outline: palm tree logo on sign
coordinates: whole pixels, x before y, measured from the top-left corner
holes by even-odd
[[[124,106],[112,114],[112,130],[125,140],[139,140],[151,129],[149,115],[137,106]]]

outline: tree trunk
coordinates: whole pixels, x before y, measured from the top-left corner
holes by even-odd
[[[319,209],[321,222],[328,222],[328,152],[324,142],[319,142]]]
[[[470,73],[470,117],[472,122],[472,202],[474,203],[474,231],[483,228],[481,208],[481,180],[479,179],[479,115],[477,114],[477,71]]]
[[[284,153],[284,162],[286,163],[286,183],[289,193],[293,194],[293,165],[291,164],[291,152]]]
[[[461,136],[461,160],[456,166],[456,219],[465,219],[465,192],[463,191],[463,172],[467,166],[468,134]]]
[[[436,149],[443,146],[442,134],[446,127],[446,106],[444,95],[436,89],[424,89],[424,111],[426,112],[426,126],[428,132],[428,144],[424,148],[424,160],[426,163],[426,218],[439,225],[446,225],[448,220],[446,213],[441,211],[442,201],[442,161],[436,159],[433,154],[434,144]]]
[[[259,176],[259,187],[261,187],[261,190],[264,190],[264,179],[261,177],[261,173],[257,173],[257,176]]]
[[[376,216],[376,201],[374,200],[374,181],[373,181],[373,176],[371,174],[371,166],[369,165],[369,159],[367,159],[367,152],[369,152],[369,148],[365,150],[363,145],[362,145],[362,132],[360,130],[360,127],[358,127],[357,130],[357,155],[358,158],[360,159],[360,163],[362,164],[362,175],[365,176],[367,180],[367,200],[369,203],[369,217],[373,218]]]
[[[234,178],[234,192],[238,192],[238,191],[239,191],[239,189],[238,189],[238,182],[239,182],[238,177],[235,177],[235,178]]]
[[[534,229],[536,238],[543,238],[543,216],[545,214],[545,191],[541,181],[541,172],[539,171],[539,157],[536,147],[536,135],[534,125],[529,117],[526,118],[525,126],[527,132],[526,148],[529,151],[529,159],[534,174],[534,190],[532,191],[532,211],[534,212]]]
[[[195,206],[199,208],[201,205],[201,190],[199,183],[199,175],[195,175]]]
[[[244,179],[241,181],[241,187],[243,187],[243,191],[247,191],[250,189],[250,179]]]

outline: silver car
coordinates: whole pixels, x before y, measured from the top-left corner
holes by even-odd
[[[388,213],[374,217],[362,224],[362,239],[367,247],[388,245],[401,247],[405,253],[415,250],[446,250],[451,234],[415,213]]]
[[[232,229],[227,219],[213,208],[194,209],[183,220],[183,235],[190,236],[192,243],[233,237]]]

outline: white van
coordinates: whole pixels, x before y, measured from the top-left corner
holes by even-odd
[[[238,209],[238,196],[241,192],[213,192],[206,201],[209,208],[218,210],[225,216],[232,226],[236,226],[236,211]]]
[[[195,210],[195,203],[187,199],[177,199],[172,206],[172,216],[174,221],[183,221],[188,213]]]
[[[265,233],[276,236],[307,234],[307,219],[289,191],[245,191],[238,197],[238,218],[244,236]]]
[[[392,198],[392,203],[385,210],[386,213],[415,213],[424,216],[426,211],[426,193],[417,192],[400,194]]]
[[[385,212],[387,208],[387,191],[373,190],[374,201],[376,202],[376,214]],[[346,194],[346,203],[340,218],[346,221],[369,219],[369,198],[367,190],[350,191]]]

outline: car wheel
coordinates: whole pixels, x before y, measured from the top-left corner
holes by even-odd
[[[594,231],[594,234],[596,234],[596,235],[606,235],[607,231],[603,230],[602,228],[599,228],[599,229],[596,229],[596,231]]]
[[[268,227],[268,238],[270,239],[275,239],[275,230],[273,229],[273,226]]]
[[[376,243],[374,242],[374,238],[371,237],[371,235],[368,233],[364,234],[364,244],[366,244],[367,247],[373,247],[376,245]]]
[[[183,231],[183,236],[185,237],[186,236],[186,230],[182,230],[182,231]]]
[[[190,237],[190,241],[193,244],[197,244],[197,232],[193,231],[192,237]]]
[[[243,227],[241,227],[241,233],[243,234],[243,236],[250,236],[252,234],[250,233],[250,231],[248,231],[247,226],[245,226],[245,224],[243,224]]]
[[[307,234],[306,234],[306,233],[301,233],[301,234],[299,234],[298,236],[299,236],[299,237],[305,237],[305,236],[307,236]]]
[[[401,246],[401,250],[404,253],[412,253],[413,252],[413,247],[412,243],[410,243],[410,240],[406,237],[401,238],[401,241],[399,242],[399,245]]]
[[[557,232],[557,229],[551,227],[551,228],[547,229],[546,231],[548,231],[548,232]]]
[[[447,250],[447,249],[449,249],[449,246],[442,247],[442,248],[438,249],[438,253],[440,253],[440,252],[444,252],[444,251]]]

┄┄┄┄┄┄

**EXERCISE OBJECTIVE**
Without omitting any record, transcribe the data exactly.

**EXPECTED ANSWER**
outline: palm tree logo on sign
coordinates: whole pixels, x before y, measured from the top-left corner
holes by even-odd
[[[124,106],[112,114],[112,130],[125,140],[139,140],[151,129],[149,115],[137,106]]]

outline: tree trunk
coordinates: whole pixels, x before y, measured from the top-left corner
holes by even-odd
[[[319,209],[321,222],[328,222],[328,152],[324,142],[319,142]]]
[[[470,73],[470,117],[472,122],[472,202],[474,203],[474,231],[483,228],[481,208],[481,180],[479,179],[479,115],[477,114],[477,71]]]
[[[284,153],[284,162],[286,163],[286,183],[289,193],[293,194],[293,165],[291,164],[291,152]]]
[[[461,136],[461,160],[456,166],[456,219],[465,219],[465,192],[463,191],[463,172],[467,166],[468,134]]]
[[[436,149],[443,146],[442,134],[446,127],[446,106],[444,95],[436,89],[424,89],[424,111],[426,112],[426,126],[428,132],[428,144],[424,148],[424,160],[426,163],[426,218],[439,225],[446,225],[448,220],[446,213],[441,211],[442,201],[442,161],[436,159],[433,154],[434,144]]]
[[[259,176],[259,187],[261,187],[261,190],[264,190],[264,179],[261,177],[261,173],[257,173],[257,176]]]
[[[376,216],[376,201],[374,200],[374,181],[373,181],[373,176],[371,174],[371,166],[369,165],[369,159],[367,159],[367,152],[369,152],[369,148],[365,150],[363,145],[362,145],[362,132],[360,130],[360,127],[358,127],[357,130],[357,155],[358,158],[360,159],[360,163],[362,164],[362,175],[365,176],[367,180],[367,200],[369,203],[369,217],[373,218]]]
[[[234,178],[234,192],[238,192],[238,191],[239,191],[239,189],[238,189],[238,182],[239,182],[238,177],[235,177],[235,178]]]
[[[534,229],[536,238],[543,238],[543,216],[545,214],[545,191],[541,181],[541,172],[539,171],[539,157],[536,147],[536,135],[534,125],[529,117],[526,118],[525,126],[527,132],[526,148],[529,151],[529,159],[534,174],[534,190],[532,191],[532,211],[534,212]]]
[[[195,206],[199,208],[201,205],[201,190],[199,183],[199,175],[195,175]]]
[[[244,179],[241,181],[241,187],[243,187],[243,191],[247,191],[250,189],[250,179]]]

outline: silver car
coordinates: whole pixels, x before y, measured from the top-left corner
holes by even-odd
[[[388,213],[374,217],[362,224],[362,239],[367,247],[388,245],[401,247],[405,253],[415,250],[446,250],[451,234],[415,213]]]
[[[232,229],[227,219],[213,208],[194,209],[183,220],[183,235],[190,236],[192,243],[233,237]]]

outline: white van
coordinates: whole pixels, x before y, measured from the top-left corner
holes by even-odd
[[[238,209],[238,196],[241,192],[213,192],[206,201],[209,208],[218,210],[225,216],[232,226],[236,226],[236,211]]]
[[[195,210],[195,203],[187,199],[177,199],[172,206],[172,216],[174,221],[183,221],[188,213]]]
[[[265,233],[276,236],[307,234],[307,219],[289,191],[245,191],[238,197],[238,218],[244,236]]]
[[[392,198],[392,203],[385,210],[386,213],[415,213],[424,216],[426,211],[426,193],[417,192],[400,194]]]
[[[385,212],[387,208],[387,191],[373,190],[374,201],[376,202],[376,214]],[[346,194],[346,203],[340,218],[346,221],[369,219],[369,198],[367,190],[350,191]]]

outline: car wheel
coordinates: whole pixels, x before y, measured from the top-left corner
holes by even-odd
[[[594,231],[594,234],[596,234],[596,235],[606,235],[607,231],[603,230],[602,228],[599,228],[599,229],[596,229],[596,231]]]
[[[268,227],[268,238],[270,239],[275,239],[275,230],[273,229],[273,226]]]
[[[376,243],[374,242],[374,238],[371,237],[371,235],[368,233],[364,234],[364,244],[366,244],[367,247],[373,247],[376,245]]]
[[[183,231],[183,236],[185,237],[186,236],[186,230],[182,230],[182,231]]]
[[[190,237],[190,241],[193,244],[197,244],[197,232],[193,231],[192,237]]]
[[[243,227],[241,227],[241,233],[243,234],[243,236],[250,236],[252,234],[250,233],[250,231],[248,231],[247,226],[245,226],[245,224],[243,224]]]
[[[307,234],[306,234],[306,233],[301,233],[301,234],[299,234],[298,236],[299,236],[299,237],[305,237],[305,236],[307,236]]]
[[[401,246],[401,250],[404,253],[412,253],[413,252],[413,247],[412,243],[410,243],[410,240],[406,237],[401,238],[401,241],[399,242],[399,245]]]
[[[557,232],[557,229],[551,227],[551,228],[547,229],[546,231],[548,231],[548,232]]]
[[[447,250],[447,249],[449,249],[449,246],[442,247],[442,248],[438,249],[438,253],[440,253],[440,252],[444,252],[444,251]]]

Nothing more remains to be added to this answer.